For the records below, count the lines containing the word "foliage" and reply with the number alone.

··· DATA FOR THE TASK

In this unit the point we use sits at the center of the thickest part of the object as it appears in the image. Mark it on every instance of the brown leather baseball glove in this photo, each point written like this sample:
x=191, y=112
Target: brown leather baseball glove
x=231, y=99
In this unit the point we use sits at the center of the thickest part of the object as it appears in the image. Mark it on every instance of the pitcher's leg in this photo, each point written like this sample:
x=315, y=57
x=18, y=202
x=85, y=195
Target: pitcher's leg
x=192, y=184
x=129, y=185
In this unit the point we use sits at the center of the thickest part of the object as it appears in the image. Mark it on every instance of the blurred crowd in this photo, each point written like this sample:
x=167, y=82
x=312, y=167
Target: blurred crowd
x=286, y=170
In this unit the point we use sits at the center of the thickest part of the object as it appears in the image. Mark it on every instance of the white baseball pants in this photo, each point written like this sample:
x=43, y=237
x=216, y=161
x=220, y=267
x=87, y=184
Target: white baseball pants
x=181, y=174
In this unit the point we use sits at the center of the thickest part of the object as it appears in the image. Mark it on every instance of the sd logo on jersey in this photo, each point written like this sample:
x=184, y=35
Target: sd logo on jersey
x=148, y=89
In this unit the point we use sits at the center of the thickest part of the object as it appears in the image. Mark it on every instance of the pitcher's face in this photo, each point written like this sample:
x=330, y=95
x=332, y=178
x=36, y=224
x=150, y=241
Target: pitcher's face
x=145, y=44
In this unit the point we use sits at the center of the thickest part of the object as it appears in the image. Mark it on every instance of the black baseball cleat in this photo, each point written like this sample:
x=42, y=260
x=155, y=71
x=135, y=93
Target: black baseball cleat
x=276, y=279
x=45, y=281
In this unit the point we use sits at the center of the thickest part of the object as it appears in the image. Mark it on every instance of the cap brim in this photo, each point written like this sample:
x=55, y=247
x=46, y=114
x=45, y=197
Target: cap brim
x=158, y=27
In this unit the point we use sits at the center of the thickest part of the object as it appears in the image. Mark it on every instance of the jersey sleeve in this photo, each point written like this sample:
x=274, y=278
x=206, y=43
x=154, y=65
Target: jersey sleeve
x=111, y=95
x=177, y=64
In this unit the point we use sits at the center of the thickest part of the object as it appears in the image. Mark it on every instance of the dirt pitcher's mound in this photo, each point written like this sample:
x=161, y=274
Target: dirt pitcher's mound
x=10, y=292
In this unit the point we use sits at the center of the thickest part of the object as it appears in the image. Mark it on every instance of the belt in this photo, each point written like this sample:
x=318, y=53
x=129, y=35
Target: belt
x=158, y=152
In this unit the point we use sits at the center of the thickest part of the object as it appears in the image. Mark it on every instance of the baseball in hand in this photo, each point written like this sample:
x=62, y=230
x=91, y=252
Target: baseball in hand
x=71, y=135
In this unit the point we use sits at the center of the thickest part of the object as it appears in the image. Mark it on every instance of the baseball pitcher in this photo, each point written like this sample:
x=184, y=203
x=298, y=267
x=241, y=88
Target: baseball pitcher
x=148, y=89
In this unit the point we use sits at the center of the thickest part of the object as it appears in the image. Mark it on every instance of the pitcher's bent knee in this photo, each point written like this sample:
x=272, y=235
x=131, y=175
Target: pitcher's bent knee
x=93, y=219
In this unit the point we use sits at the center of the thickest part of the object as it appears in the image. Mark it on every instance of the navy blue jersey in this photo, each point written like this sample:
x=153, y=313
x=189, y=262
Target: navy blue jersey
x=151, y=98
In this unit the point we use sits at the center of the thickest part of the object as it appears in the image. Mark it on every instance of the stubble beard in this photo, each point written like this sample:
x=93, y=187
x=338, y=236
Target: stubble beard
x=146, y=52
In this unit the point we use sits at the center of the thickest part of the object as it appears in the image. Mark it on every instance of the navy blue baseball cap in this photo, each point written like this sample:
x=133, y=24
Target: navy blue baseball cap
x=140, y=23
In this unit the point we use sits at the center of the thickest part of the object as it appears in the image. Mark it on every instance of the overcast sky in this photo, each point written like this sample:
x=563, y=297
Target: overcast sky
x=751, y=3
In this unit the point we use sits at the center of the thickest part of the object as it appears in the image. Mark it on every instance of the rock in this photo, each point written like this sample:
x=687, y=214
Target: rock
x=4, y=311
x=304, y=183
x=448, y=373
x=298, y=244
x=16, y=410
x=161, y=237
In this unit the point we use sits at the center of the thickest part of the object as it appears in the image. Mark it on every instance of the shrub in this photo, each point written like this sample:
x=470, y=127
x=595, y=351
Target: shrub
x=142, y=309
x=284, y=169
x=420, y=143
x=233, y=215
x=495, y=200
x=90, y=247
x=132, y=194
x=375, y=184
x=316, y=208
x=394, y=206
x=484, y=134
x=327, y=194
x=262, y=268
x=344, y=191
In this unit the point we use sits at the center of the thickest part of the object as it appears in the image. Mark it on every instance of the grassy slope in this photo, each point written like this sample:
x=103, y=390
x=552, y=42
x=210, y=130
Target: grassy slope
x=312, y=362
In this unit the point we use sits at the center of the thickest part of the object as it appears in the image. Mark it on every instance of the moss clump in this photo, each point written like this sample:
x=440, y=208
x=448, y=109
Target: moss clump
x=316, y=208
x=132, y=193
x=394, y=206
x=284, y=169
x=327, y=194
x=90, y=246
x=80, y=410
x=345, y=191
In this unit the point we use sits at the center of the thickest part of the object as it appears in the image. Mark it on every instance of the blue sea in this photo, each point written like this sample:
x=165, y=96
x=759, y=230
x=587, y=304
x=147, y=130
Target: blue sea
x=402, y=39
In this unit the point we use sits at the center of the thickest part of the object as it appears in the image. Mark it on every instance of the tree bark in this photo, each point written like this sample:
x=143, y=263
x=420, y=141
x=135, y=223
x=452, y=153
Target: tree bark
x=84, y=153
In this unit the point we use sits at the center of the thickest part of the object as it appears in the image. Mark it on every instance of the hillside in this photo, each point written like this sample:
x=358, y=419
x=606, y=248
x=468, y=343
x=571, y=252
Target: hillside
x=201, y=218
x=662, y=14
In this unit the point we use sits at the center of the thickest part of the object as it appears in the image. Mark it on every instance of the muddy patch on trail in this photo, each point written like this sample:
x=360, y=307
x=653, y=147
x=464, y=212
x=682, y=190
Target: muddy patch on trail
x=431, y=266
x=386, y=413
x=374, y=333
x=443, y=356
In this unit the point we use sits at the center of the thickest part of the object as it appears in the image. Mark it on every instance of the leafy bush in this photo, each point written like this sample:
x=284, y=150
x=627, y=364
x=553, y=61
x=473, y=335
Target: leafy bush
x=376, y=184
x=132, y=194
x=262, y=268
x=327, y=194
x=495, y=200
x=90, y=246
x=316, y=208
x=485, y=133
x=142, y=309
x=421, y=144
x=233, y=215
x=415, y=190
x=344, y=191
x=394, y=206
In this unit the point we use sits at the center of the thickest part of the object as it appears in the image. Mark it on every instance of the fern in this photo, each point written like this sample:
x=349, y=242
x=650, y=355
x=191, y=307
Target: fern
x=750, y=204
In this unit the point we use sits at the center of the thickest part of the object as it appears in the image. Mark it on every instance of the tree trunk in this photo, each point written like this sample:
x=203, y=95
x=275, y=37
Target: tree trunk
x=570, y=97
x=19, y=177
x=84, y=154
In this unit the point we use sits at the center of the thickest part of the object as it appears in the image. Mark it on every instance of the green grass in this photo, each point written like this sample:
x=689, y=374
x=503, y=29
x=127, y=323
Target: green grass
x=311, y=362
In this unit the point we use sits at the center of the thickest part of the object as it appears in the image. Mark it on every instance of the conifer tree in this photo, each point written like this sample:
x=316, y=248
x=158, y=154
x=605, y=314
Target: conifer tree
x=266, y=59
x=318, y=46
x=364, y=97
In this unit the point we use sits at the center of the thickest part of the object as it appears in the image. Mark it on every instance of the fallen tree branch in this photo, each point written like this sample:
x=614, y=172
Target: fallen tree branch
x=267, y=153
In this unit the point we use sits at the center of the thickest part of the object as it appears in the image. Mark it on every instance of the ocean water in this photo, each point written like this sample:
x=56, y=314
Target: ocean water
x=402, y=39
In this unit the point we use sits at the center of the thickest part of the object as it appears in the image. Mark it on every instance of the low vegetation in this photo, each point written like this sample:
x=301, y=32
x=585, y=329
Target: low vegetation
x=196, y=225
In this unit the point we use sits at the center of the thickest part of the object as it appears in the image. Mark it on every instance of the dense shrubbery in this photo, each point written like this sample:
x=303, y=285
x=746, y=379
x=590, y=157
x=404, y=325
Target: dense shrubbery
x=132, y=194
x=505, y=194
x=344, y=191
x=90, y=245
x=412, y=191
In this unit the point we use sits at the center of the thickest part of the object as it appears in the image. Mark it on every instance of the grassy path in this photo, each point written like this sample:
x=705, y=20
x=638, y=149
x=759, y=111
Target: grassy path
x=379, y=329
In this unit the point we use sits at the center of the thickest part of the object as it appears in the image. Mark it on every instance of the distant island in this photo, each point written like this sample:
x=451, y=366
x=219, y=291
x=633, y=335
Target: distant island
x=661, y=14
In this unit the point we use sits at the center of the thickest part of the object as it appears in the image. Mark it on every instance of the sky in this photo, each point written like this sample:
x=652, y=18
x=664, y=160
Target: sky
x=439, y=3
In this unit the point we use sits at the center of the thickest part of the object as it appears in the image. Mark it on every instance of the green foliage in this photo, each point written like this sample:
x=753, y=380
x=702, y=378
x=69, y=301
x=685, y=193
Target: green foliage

······

**EXPECTED ANSWER:**
2